** What this task involves **
The whole set of entries is to be restated word for word.

** Exercise data **
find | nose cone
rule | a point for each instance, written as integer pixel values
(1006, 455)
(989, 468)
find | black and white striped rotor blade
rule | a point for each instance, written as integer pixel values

** Answer section **
find | nose cone
rule | a point for each instance, written as integer pixel values
(1006, 455)
(989, 468)
find | black and white striped rotor blade
rule | a point for each instance, written as integer pixel values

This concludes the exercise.